* _SELECTED TEXT_
---------------

[SI-LIST] Re: How do two Random (Gaussian) Jitter specs add?
- From: "Ihsan Erdin" <erdinih@xxxxxxxxx>
- To: "Lei Luo" <leiluo@xxxxxxxxx>
- Date: Fri, 14 Apr 2006 22:05:44 -0400
You're right, Lei. I looked up a probability book and the sign is plus.
Thanks for the correction.
Ihsan
On 4/14/06, Lei Luo <leiluo@xxxxxxxxx> wrote:
>
> That's right. (RMS)^2=(RMS1)^2+(RMS2)^2+2*coeff*RMS1*RMS2: where coff is
> the cofferent (-1<coeff<1) between event1 and event2,
>
> Give example here, assume RMS2=RMS1:
> For case coeff=-1, which means event1 and event2 alway in opposite
> direction, then RMS=0
> For case coeff=1, which means event1 and event2 always in same direction,
> then RMS=2*RMS1
> For case coeff=0, which means they are independant, then RMS=sqrt(2)*RMS1;
>
> Ihsan, you may have a typo here: "-2*" should be "+2*",
>
> Regards,
>
>
> Lei
>
> On 4/14/06, Ihsan Erdin <erdinih@xxxxxxxxx> wrote:
> >
> > All right, we're getting deeper into this. You touched a good point,
> > Lei. The underlying assumption in RSS is that the events are independent. If
> > they're dependent things get a bit complicated. For the sake of simplicity
> > let's take two dependent events. In this case you need to know the
> > covariance matrix between them. Then the variance of these two events
> > becomes: var(event1)+var(event2)-2*cov(event1,event2). In the case of two
> > independent events, this equation collapses to our earlier simple RSS. Once
> > you find the variance the sigma is simply the square root of it. Any
> > comments objections, corrections?
> >
> > Regards
> >
> > Ihsan
> >
> >
> > On 4/14/06, Lei Luo < leiluo@xxxxxxxxx> wrote:
> > >
> > > Hi, Tom and Ihsan:
> > >
> > > Suppose we have two RMS: rms_1 and rms_2. If they are totally
> > > independant, then we can do RMS add, just as Ihsan did. If they are
> > > dependant on each other, with a coefficient, then I dont' think you can do
> > > this RMS add. In the worst case, if they are totally dependant, I suggest
> > > linear add them. I maybe wrong, please comment on this. Thanks,
> > >
> > > Lei
> > >
> > > On 4/14/06, Ihsan Erdin < erdinih@xxxxxxxxx> wrote:
> > >
> > > > Hi Tom,
> > > I don't call myself an SI expert but I guess I can answer your
> > > question.

---------------

* _STORED DATA_
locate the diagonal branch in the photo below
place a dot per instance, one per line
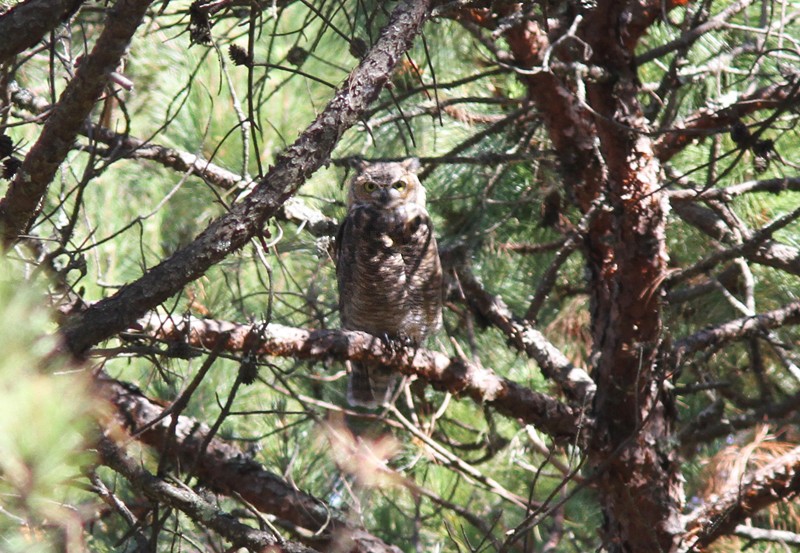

---------------

* _THE TASKS_
A. Translate this sentence from the jitter thread into Spanish: "The underlying assumption in RSS is that the events are independent."
B. Answer these questions using the jitter thread:
(i) If RMS2 equals RMS1 and coeff is -1, what is RMS?
(ii) What does Lei suggest doing in the worst case, when the two are totally dependent?
(iii) Once the variance is found, how is the sigma obtained?
C. Sum up the jitter thread in two sentences.

* _EXPECTED RESPONSES_
A. La suposición subyacente en RSS es que los eventos son independientes.

B.
(i) RMS=0.
(ii) Linear add them.
(iii) It is the square root of the variance.

C. Ihsan explains that RSS assumes the events are independent and that dependent events require the covariance, with the sigma being the square root of the resulting variance. Lei gives the formula (RMS)^2=(RMS1)^2+(RMS2)^2+2*coeff*RMS1*RMS2 and says the sign should be plus rather than minus, which Ihsan confirms from a probability book.